====== RECORDS FOR THE EXERCISE ======

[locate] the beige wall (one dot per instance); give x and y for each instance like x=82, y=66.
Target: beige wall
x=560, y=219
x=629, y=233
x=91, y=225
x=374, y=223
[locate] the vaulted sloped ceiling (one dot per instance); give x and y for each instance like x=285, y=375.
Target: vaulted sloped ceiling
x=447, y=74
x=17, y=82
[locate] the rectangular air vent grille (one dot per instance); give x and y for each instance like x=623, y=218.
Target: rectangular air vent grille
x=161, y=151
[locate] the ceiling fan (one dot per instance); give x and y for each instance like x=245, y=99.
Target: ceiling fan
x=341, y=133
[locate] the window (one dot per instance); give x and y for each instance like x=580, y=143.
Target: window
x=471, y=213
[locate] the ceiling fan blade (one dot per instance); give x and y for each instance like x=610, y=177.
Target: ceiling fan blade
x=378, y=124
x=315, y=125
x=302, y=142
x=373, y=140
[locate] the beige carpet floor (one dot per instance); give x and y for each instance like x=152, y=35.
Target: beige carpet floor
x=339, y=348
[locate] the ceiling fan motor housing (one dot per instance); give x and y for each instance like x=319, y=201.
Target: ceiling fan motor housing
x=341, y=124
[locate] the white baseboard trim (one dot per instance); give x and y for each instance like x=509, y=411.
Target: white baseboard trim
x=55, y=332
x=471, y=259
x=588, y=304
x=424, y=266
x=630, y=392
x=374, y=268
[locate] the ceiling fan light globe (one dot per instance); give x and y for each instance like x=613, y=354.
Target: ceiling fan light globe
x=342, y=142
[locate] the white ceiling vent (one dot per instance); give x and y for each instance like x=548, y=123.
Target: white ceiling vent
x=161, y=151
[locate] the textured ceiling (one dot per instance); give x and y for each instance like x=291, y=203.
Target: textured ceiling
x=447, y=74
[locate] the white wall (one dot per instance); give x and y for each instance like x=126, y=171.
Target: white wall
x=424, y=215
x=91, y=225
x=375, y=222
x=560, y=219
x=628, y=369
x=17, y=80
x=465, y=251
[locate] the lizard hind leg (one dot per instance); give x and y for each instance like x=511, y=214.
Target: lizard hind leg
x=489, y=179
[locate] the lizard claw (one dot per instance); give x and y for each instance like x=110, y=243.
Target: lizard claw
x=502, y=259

======

* WHAT TO PRODUCE *
From the line holding "[locate] the ceiling fan (one" through the last line above, reproduce each line exactly and add nothing.

* WORKED SOLUTION *
[locate] the ceiling fan (one dot per instance); give x and y for each instance like x=245, y=99.
Target: ceiling fan
x=341, y=133
[locate] the window (one dot per instance); give x and y for each instance like x=580, y=143.
Target: window
x=471, y=213
[locate] the ceiling fan blade (one dot per instance); give x and y for each instance like x=610, y=177.
Target: ceiling fan blade
x=378, y=124
x=315, y=125
x=302, y=142
x=373, y=140
[locate] the beige carpet floor (one dot per instance); give x and y for each instance like x=152, y=35.
Target: beige carpet floor
x=339, y=348
[locate] the ceiling fan motor housing (one dot per instance); give x and y for each instance like x=319, y=201.
Target: ceiling fan motor housing
x=341, y=124
[locate] the white baseboard trim (one dot per instance); give x and y for each instance like x=509, y=411.
Target: white baseboard trim
x=55, y=332
x=471, y=259
x=588, y=304
x=424, y=266
x=630, y=392
x=374, y=268
[locate] the ceiling fan light globe (one dot per instance); give x and y for each instance like x=613, y=354.
Target: ceiling fan light globe
x=342, y=142
[locate] the white ceiling vent (one dot per instance); give x and y for each instance like x=548, y=123.
Target: white ceiling vent
x=161, y=151
[locate] the textured ceiling (one dot per instance); give x and y for each instance like x=291, y=203.
Target: textured ceiling
x=447, y=74
[locate] the white wall (one dot per instance); give x and y for each instance like x=126, y=171.
Target: white wall
x=424, y=215
x=91, y=225
x=375, y=222
x=560, y=219
x=628, y=369
x=17, y=80
x=465, y=251
[locate] the lizard hind leg (one dot per instance); give x and y for each instance like x=511, y=214.
Target: lizard hind leg
x=489, y=179
[locate] the lizard claw (one dot per instance); give x and y for each instance like x=110, y=243.
Target: lizard claw
x=502, y=259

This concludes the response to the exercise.